-- Task to complete --
Copy down all of the data underneath, exactly as shown.
Segment Start: Dataset records
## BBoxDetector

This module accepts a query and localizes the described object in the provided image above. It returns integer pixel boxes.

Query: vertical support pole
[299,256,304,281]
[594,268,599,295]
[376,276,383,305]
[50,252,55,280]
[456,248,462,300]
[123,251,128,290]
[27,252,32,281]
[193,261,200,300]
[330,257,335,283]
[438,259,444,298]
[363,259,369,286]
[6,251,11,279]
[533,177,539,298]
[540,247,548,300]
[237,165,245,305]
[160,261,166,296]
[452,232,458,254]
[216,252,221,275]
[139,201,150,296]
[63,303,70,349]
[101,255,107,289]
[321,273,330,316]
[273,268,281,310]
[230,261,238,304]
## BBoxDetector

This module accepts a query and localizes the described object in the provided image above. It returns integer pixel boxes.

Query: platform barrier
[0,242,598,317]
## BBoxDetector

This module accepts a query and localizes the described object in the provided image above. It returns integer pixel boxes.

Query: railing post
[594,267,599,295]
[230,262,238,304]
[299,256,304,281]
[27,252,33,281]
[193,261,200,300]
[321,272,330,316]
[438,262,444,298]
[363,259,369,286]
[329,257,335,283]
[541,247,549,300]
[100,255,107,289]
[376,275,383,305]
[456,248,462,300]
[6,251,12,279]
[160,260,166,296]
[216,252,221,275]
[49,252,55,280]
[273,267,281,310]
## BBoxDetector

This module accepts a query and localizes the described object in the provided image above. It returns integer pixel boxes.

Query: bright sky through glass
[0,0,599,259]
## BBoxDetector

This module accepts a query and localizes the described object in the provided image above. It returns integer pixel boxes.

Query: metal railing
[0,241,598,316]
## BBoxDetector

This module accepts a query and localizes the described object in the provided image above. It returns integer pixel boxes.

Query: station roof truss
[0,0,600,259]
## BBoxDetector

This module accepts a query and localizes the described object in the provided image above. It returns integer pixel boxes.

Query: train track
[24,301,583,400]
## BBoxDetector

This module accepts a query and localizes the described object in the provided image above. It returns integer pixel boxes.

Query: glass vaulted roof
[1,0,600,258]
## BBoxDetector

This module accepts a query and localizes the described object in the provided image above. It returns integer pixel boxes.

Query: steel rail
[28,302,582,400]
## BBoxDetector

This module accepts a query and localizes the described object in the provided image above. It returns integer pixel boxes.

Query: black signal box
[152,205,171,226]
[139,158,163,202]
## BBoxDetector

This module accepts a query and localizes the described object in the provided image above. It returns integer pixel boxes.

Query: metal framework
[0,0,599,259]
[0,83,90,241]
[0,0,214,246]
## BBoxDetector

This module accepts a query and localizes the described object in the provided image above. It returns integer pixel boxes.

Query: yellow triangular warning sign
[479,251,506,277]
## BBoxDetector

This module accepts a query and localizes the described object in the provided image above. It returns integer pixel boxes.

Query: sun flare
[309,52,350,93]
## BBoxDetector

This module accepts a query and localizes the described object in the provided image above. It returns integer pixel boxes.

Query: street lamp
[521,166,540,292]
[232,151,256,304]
Segment End: Dataset records
-- Solution to this task --
## BBoxDetector

This module accepts a query and localizes the described object in the provided image above. It returns integer pixel boxes.

Query: vertical support pole
[299,256,304,281]
[594,268,599,295]
[376,276,383,305]
[50,252,55,280]
[456,248,462,300]
[123,251,128,290]
[27,252,32,281]
[193,261,200,300]
[330,257,335,283]
[438,259,444,298]
[363,259,369,286]
[6,251,11,279]
[533,177,539,298]
[540,247,548,300]
[237,165,245,305]
[160,261,166,296]
[452,232,458,254]
[216,252,221,275]
[139,201,150,296]
[63,303,70,349]
[101,255,107,289]
[321,273,330,316]
[273,268,281,310]
[230,261,238,304]
## BBoxDetector

This module accepts a query and localizes the described object in the provided image above. It returns integer pixel boxes.

Query: platform barrier
[0,242,598,317]
## BBoxDetector

This module accepts a query and localizes the described object in the provided image above. It returns integer pixel boxes.

Query: railing post
[594,267,599,295]
[230,262,238,304]
[299,256,304,281]
[27,252,33,281]
[193,261,200,300]
[321,272,330,316]
[438,262,444,298]
[363,259,369,286]
[329,257,335,283]
[541,247,549,300]
[100,255,107,289]
[376,275,383,305]
[456,248,462,300]
[6,251,12,279]
[160,260,166,296]
[216,252,221,275]
[49,252,55,280]
[273,267,281,310]
## BBoxDetector

This module accepts a query and localizes the described object in the provided image above. It returns integer pixel boxes.

Query: bright sky through glass
[0,0,599,259]
## BBoxDetector

This module accepts a query and localizes the described object in the provided image above. It returns integer pixel boxes.

Query: metal railing
[0,241,598,316]
## BBoxDetector

This module accepts a query and localizes the described object in the provided image above. It returns integer pixel boxes.

Query: station roof truss
[0,0,600,259]
## BBoxDetector

This module accepts a query and localizes the described object in the provided image above. It returns integer pixel boxes.

Query: train track
[24,301,583,400]
## BBoxDetector

This module accepts a query and localizes the described object in the provided image above. It returns integer pixel boxes.

Query: glass vaulted roof
[1,0,600,258]
## BBoxDetector

This module accepts a query and localizes the described object in the provided image above. It returns integer pixel boxes.

Query: steel rail
[28,302,582,400]
## BBoxDetector

This module accepts a query and localizes the described object in the provided image above. It returns integer pixel boxes.

Query: black signal box
[152,205,171,226]
[139,158,163,202]
## BBoxDetector

This module accepts a query and localizes the described object in the provided image above. It returns integer pixel boxes.

Query: metal framework
[0,0,599,259]
[0,83,90,241]
[0,0,214,246]
## BBoxDetector

This module accepts a query and localizes the described object in the provided image above. It returns integer pixel boxes.

Query: yellow triangular warning sign
[479,251,506,277]
## BBoxDetector

This module accepts a query and localizes the described object in the provided image above. It returns integer pixel boxes.

Query: sun flare
[309,52,350,93]
## BBoxDetector

This module accepts a query and localizes the described object in the provided image above. It returns integer pixel boxes.

Query: street lamp
[521,166,540,292]
[232,151,256,304]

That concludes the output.